• _What to do_: Could you copy every entry exactly, with nothing changed?

• _Material for the task_:
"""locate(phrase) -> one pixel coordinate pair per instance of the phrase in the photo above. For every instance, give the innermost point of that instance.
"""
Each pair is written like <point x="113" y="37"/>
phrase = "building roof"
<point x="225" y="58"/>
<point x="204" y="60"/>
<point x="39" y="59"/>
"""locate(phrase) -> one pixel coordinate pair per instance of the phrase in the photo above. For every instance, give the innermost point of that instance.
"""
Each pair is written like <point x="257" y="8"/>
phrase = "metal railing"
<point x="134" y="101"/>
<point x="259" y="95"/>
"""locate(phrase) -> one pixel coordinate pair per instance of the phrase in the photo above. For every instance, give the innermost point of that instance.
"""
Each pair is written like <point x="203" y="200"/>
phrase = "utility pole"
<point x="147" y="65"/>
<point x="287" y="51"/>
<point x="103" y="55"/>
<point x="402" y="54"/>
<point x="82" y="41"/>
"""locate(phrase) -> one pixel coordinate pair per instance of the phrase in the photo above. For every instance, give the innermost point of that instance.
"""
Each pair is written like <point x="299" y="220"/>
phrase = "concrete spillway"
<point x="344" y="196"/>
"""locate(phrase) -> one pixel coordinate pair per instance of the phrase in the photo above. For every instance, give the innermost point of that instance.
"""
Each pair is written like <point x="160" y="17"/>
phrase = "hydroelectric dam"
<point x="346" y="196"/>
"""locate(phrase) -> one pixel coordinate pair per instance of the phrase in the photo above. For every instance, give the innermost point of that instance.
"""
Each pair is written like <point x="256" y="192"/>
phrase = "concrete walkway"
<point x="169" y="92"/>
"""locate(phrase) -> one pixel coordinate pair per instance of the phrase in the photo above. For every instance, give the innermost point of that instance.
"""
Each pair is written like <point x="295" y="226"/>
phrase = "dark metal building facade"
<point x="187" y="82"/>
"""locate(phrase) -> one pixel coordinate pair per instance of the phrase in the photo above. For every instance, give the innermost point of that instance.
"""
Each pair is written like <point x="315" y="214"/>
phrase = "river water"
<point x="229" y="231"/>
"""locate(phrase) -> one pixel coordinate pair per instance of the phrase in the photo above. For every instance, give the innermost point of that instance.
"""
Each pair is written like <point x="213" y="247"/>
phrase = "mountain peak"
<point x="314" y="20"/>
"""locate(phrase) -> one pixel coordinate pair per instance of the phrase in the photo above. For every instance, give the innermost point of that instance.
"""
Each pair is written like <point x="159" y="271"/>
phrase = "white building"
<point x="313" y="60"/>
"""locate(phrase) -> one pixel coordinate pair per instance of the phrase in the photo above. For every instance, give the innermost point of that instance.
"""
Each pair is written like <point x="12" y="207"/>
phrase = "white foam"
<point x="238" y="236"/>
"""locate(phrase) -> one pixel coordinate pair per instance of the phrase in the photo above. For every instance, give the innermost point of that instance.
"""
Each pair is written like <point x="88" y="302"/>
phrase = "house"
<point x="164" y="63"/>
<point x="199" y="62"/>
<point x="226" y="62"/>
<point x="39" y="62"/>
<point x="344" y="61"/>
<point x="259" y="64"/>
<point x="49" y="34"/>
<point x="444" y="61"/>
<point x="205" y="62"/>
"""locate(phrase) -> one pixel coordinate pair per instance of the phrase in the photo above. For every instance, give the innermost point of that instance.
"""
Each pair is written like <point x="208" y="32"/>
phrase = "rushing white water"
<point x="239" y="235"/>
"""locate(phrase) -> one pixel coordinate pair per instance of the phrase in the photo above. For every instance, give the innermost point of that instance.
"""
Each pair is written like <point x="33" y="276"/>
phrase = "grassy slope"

• _Result for this task_:
"""locate(phrase) -> one pixel coordinate pair per instance of the phrase in the photo above. For every instance, give the innermost point of that instance.
"""
Each pair is written like <point x="113" y="37"/>
phrase = "building roof"
<point x="225" y="58"/>
<point x="204" y="60"/>
<point x="39" y="59"/>
"""locate(phrase) -> one pixel coordinate pair per instance of the phrase in the photo above. For every instance, give the innermost point of that instance.
"""
Each pair is written like <point x="257" y="8"/>
phrase = "metal railing"
<point x="134" y="101"/>
<point x="259" y="95"/>
"""locate(phrase) -> one pixel coordinate pair per instance of the phrase in the photo above. For every instance, give the innermost point of that instance.
"""
Each pair is written like <point x="203" y="200"/>
phrase = "utility pole"
<point x="147" y="65"/>
<point x="287" y="51"/>
<point x="103" y="55"/>
<point x="402" y="54"/>
<point x="82" y="41"/>
"""locate(phrase) -> one pixel coordinate pair per instance of the phrase in the photo above. For every instance, give the innermost point of that instance.
"""
Each pair is written like <point x="299" y="220"/>
phrase = "concrete spillway"
<point x="344" y="196"/>
"""locate(phrase) -> one pixel coordinate pair per instance of the phrase in the photo above. For every instance, give the innermost point of that instance.
"""
Each pair is written like <point x="160" y="17"/>
phrase = "hydroelectric dam"
<point x="346" y="196"/>
"""locate(phrase) -> one pixel coordinate pair per instance of the phrase in the photo above. For every instance, give the innermost point of that instance.
"""
Each pair is written like <point x="256" y="192"/>
phrase = "concrete walkway"
<point x="169" y="92"/>
"""locate(phrase) -> one pixel coordinate pair per instance of the phrase in the photo above. For every instance, give the innermost point of that instance.
"""
Each pair is written like <point x="295" y="226"/>
phrase = "dark metal building facade"
<point x="187" y="82"/>
"""locate(phrase) -> one pixel coordinate pair per instance of the phrase in the photo above. For every instance, give the innermost point of that instance.
"""
Each pair is written like <point x="315" y="214"/>
phrase = "river water"
<point x="229" y="231"/>
"""locate(phrase) -> one pixel coordinate pair per instance of the phrase in the photo above. For every instance, give the innermost point of that instance.
"""
Each pair is written like <point x="213" y="247"/>
phrase = "mountain peak"
<point x="314" y="20"/>
"""locate(phrase) -> one pixel coordinate pair per instance of the phrase in the photo above. For every instance, give the innermost point of that instance.
"""
Each pair is written like <point x="159" y="271"/>
phrase = "white building"
<point x="313" y="60"/>
"""locate(phrase) -> one pixel coordinate pair per instance of the phrase in the photo above. For every instance, give the innermost point of that instance.
"""
Each pair is written like <point x="12" y="207"/>
phrase = "white foam"
<point x="238" y="236"/>
"""locate(phrase) -> one pixel coordinate pair per instance of the phrase in the photo above. For every instance, give the innermost point of that instance.
"""
Each pair is written like <point x="88" y="302"/>
phrase = "house"
<point x="164" y="63"/>
<point x="199" y="62"/>
<point x="226" y="62"/>
<point x="39" y="62"/>
<point x="344" y="61"/>
<point x="259" y="64"/>
<point x="49" y="34"/>
<point x="444" y="61"/>
<point x="205" y="62"/>
"""locate(phrase) -> one pixel coordinate pair per instance of the phrase in the photo above. For every instance, give the innermost point of that instance.
"""
Each pair is written like <point x="208" y="32"/>
phrase = "rushing white water"
<point x="239" y="235"/>
"""locate(phrase) -> one pixel coordinate pair per instance of the phrase in the photo above. For every instance, give the innermost point of that instance.
"""
Each pair is written like <point x="33" y="276"/>
phrase = "grassy slope"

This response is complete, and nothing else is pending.